# HOW TO COMPLETE THIS TASK
Return the data in full, exactly as it was written.

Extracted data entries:
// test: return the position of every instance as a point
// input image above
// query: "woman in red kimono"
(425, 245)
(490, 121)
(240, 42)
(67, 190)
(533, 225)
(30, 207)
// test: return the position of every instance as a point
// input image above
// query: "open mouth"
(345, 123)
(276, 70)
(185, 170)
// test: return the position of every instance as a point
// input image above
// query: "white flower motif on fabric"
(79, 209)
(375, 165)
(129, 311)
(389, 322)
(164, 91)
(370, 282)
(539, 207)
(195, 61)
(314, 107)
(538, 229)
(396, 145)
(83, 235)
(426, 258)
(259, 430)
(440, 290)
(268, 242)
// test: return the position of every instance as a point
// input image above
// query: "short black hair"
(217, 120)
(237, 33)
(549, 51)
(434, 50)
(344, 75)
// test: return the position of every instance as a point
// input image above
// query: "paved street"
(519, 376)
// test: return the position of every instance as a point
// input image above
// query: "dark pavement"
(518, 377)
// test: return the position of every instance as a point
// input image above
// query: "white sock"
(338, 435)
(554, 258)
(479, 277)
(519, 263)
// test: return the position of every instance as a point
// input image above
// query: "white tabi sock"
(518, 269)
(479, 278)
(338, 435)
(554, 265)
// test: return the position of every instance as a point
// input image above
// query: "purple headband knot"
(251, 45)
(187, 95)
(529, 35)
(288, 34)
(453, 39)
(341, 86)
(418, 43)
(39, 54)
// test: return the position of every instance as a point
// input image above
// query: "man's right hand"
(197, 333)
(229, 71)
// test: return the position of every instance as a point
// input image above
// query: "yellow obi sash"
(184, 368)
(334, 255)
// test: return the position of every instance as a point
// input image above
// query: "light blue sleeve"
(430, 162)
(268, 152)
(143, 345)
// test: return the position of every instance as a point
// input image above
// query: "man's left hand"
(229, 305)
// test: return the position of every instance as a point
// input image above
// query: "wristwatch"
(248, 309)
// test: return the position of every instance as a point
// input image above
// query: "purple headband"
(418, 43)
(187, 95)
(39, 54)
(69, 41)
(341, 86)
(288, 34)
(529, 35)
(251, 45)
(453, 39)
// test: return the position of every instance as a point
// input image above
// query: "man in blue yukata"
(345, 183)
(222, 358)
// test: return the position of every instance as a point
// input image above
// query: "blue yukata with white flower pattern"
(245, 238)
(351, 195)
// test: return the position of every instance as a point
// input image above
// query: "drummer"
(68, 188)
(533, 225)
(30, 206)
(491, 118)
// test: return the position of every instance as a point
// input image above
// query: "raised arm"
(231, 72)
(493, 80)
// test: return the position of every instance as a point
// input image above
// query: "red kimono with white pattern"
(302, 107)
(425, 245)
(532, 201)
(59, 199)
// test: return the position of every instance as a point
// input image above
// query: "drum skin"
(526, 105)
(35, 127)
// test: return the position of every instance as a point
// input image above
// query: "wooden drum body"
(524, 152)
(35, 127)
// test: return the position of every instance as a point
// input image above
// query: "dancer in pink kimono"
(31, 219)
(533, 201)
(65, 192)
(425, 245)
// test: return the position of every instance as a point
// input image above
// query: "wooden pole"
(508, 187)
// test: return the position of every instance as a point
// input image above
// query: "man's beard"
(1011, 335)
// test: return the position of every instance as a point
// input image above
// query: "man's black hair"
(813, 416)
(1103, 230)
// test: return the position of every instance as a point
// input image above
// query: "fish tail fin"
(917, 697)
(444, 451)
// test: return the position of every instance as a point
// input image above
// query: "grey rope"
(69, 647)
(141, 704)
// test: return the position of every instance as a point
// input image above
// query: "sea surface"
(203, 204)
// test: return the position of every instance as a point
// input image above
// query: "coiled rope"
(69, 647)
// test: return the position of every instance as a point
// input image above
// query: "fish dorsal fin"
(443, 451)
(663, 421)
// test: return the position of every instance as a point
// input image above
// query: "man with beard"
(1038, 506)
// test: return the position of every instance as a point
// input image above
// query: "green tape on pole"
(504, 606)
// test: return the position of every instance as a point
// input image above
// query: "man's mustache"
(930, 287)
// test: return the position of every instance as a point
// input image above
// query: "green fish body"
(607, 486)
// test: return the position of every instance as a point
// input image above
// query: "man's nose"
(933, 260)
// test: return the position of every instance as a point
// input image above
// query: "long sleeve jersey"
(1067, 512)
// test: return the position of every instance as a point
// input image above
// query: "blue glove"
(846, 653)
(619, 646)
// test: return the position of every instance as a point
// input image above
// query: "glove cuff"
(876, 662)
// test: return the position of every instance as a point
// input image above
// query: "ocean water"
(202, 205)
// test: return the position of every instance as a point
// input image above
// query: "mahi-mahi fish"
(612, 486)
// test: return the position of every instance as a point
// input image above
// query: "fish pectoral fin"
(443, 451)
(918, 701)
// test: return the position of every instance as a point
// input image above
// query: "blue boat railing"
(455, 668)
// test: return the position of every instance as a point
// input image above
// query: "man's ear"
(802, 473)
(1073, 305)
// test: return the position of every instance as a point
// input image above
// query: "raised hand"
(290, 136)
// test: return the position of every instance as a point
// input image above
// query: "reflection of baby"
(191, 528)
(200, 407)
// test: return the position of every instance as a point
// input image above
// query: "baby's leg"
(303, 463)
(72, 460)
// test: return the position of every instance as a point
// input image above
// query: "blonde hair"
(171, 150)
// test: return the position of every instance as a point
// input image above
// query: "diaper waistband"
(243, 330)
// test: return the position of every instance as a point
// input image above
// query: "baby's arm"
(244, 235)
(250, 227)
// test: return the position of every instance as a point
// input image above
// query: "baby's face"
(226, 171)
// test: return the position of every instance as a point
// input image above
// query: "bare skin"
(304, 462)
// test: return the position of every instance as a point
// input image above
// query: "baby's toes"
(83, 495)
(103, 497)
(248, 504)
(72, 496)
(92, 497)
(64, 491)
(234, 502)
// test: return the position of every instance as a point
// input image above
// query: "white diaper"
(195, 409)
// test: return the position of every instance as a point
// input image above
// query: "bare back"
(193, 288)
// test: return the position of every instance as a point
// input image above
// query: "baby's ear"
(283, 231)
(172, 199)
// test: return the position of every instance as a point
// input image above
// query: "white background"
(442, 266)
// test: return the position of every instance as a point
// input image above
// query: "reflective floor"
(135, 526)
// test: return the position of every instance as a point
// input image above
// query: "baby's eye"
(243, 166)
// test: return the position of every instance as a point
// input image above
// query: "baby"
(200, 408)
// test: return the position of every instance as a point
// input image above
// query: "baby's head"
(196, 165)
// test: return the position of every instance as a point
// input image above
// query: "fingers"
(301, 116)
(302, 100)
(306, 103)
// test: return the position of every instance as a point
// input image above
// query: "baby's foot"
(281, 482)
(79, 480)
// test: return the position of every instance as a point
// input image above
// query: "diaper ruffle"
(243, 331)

# WRITTEN ANSWER
// test: return the position of every instance as a point
// input image above
// query: "woman in red kimono"
(425, 245)
(490, 121)
(240, 42)
(67, 190)
(533, 225)
(30, 207)
// test: return the position of every instance as a point
// input image above
// query: "open mouth"
(345, 123)
(276, 70)
(185, 170)
// test: return the position of every instance as a point
// input image above
// query: "white flower motif on fabric"
(79, 209)
(375, 165)
(129, 311)
(389, 322)
(164, 91)
(370, 282)
(539, 207)
(195, 61)
(314, 107)
(538, 229)
(396, 145)
(83, 235)
(426, 258)
(259, 430)
(440, 290)
(268, 242)
// test: return the position of every instance as a point
// input image above
// query: "short black hair"
(217, 120)
(237, 33)
(549, 51)
(434, 50)
(344, 75)
// test: return the position of every instance as a point
// input image above
// query: "paved street"
(519, 376)
// test: return the position of every instance as a point
// input image above
// query: "dark pavement"
(518, 377)
// test: return the position of every instance as a point
// input image above
// query: "white sock"
(338, 435)
(554, 258)
(479, 277)
(519, 263)
// test: return the position of every instance as a point
// input image above
// query: "white tabi sock"
(518, 269)
(479, 278)
(338, 435)
(554, 265)
// test: return the position of every instance as a point
// input image above
// query: "purple headband knot"
(251, 45)
(187, 95)
(529, 35)
(288, 34)
(453, 39)
(341, 86)
(418, 43)
(39, 54)
// test: return the position of every instance as a point
// input image above
// query: "man's right hand"
(197, 333)
(229, 71)
// test: return the position of every instance as a point
// input image above
// query: "yellow obi sash"
(184, 368)
(334, 255)
// test: return the position of every instance as a point
// input image above
// query: "light blue sleeve"
(430, 162)
(268, 152)
(143, 345)
// test: return the position of every instance as a point
// input image above
// query: "man's left hand"
(229, 305)
// test: return the position of every instance as a point
// input image above
// query: "wristwatch"
(248, 309)
// test: return the position of every instance as a point
// input image above
// query: "purple headband"
(418, 43)
(187, 95)
(39, 54)
(69, 41)
(341, 86)
(288, 34)
(529, 35)
(251, 45)
(453, 39)
// test: return the position of every instance as a point
// input image above
// query: "man in blue yukata"
(345, 183)
(222, 358)
// test: return the position of every instance as a point
// input image above
// query: "blue yukata with white flower pattern"
(245, 238)
(351, 195)
// test: return the position of every instance as a point
// input image above
// query: "drummer"
(68, 188)
(533, 225)
(30, 206)
(491, 118)
// test: return the position of every instance as a point
// input image above
// query: "raised arm"
(231, 72)
(493, 80)
// test: return the position of every instance as a point
// input image above
// query: "red kimono with white pattern"
(302, 107)
(425, 245)
(532, 201)
(59, 199)
// test: return the position of every instance as a point
// input image above
// query: "drum skin"
(526, 105)
(35, 127)
// test: return the position of every instance as a point
// input image above
// query: "wooden drum body"
(524, 152)
(35, 127)
// test: return the position of every instance as a point
// input image above
// query: "dancer in pink kimono"
(31, 219)
(533, 201)
(65, 192)
(425, 245)
// test: return the position of every instance as a point
// input image above
// query: "wooden pole"
(508, 187)
// test: return the position of every instance as a point
// input image above
// query: "man's beard"
(1011, 335)
// test: return the position of every instance as a point
// input image above
// query: "man's black hair"
(813, 416)
(1103, 230)
// test: return the position of every instance as a point
// input image above
// query: "fish tail fin"
(917, 697)
(444, 451)
// test: return the position of every instance as a point
// input image above
// query: "grey rope"
(69, 647)
(141, 704)
// test: return the position of every instance as a point
// input image above
// query: "sea surface"
(203, 204)
// test: return the position of every instance as a point
// input image above
// query: "coiled rope"
(69, 647)
// test: return the position of every instance as a point
// input image above
// query: "fish dorsal fin"
(443, 451)
(663, 421)
// test: return the position of every instance as a point
// input image above
// query: "man with beard"
(1038, 506)
// test: return the position of every instance as a point
// input image above
// query: "green tape on pole"
(504, 606)
// test: return the position of every instance as a point
// input image above
// query: "man's mustache"
(930, 287)
// test: return the position of every instance as a point
// input image above
// query: "green fish body"
(607, 486)
// test: return the position of every instance as a point
// input image above
// query: "man's nose"
(933, 260)
// test: return the position of every instance as a point
// input image above
// query: "long sleeve jersey"
(1067, 512)
// test: return the position of every instance as a point
// input image above
// query: "blue glove"
(846, 653)
(619, 646)
// test: return the position of every instance as a point
// input image above
// query: "glove cuff"
(876, 662)
// test: return the position of every instance as a point
// input image above
// query: "ocean water"
(202, 205)
// test: return the position of every instance as a point
// input image above
// query: "mahi-mahi fish"
(612, 486)
// test: return the position of every instance as a point
// input image above
// query: "fish pectoral fin"
(443, 451)
(918, 701)
// test: return the position of every instance as a point
// input image above
// query: "blue boat railing"
(455, 668)
// test: return the position of every instance as a point
// input image above
// query: "man's ear"
(802, 473)
(1073, 305)
// test: return the position of every instance as a point
// input image above
// query: "raised hand"
(290, 136)
// test: return the position of every instance as a point
// input image above
// query: "reflection of baby"
(191, 528)
(200, 407)
// test: return the position of every instance as a point
// input image above
// query: "baby's leg"
(303, 463)
(72, 460)
// test: return the position of every instance as a point
// input image above
// query: "blonde hair"
(171, 150)
// test: return the position of every instance as a point
// input image above
// query: "diaper waistband"
(243, 330)
// test: return the position of every instance as a point
// input image above
// query: "baby's arm"
(244, 235)
(250, 227)
// test: return the position of every instance as a point
// input image above
// query: "baby's face"
(226, 171)
// test: return the position of every instance as a point
// input image above
// query: "bare skin"
(304, 462)
// test: return the position of every instance as a point
// input image above
// query: "baby's toes"
(83, 495)
(103, 497)
(248, 504)
(72, 496)
(92, 497)
(64, 491)
(234, 502)
// test: return the position of every instance as a point
// input image above
// query: "white diaper"
(195, 409)
// test: return the position of every instance as a point
// input image above
// query: "bare back"
(193, 288)
// test: return the position of every instance as a point
// input image above
// query: "baby's ear"
(283, 231)
(172, 199)
// test: return the position of every instance as a point
// input image above
// query: "white background"
(442, 266)
// test: return the position of every instance as a point
// input image above
// query: "reflective floor"
(135, 526)
// test: return the position of every instance as a point
// input image above
// query: "baby's eye"
(243, 166)
// test: return the position of every instance as a point
// input image above
// query: "baby"
(200, 408)
// test: return the position of every instance as a point
// input image above
// query: "baby's head"
(196, 165)
// test: return the position of every instance as a point
// input image above
// query: "fingers"
(301, 116)
(302, 100)
(306, 103)
// test: return the position of every instance as a point
// input image above
// query: "baby's foot"
(281, 482)
(79, 480)
// test: return the position of every instance as a point
// input image above
// query: "diaper ruffle"
(243, 331)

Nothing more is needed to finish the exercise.